▸ Text passage
Mr. Nance: The difference between that case and this one is that in this case, the judge acting as a judge simply made a mistake.
In that case, where the law guarantees both sides nine, he just says--
Unidentified Justice: Suppose in the first one, he made a mistake.
Mr. Nance: --Well, it was just a mistake of law or whatever that--
Unidentified Justice: Mistake in what you said.
I'm using your words.
Mr. Nance: --Well, it would clearly be erroneous, and it probably would be--
Unidentified Justice: Error?
Mr. Nance: --It would be error.
It would definitely be error.
Unidentified Justice: It would be error?
Mr. Nance: Yes, but before I get into--
Unidentified Justice: Well, if it's error, it's error here.
Mr. Nance: --Well, Your Honor, it would clearly be an error of the common law of preemptory challenges or the statutory law of preemptory challenges in Oklahoma.
I don't know and I'm not really willing to concede that it would make the trial fundamentally unfair, which I think would be the more narrow ground that this Court would look at it on.
Unidentified Justice: To use Justice Scalia's example, we start out each gets nine and they just have to use them to correct judge's errors, so that's equal.

Some records:
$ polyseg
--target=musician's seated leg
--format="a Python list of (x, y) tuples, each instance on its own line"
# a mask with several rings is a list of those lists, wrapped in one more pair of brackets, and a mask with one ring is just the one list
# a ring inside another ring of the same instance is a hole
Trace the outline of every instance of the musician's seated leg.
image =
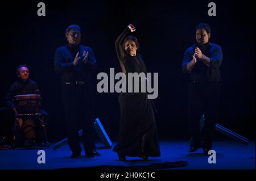
[(41, 117), (41, 120), (36, 121), (36, 143), (38, 146), (47, 146), (47, 142), (46, 125), (48, 120), (49, 114), (44, 110), (40, 110), (40, 113), (43, 116)]
[(13, 144), (13, 127), (14, 124), (14, 113), (7, 107), (0, 108), (0, 138), (3, 144)]
[(35, 146), (36, 137), (34, 120), (27, 119), (23, 121), (22, 129), (23, 134), (24, 146), (25, 147)]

▸ Given exercise
From the transcript above, copy the passage from "Mr. Nance: --Well, it would" up to and including "definitely be error." word for word.

▸ Answer to the problem
Mr. Nance: --Well, it would clearly be erroneous, and it probably would be--
Unidentified Justice: Error?
Mr. Nance: --It would be error.
It would definitely be error.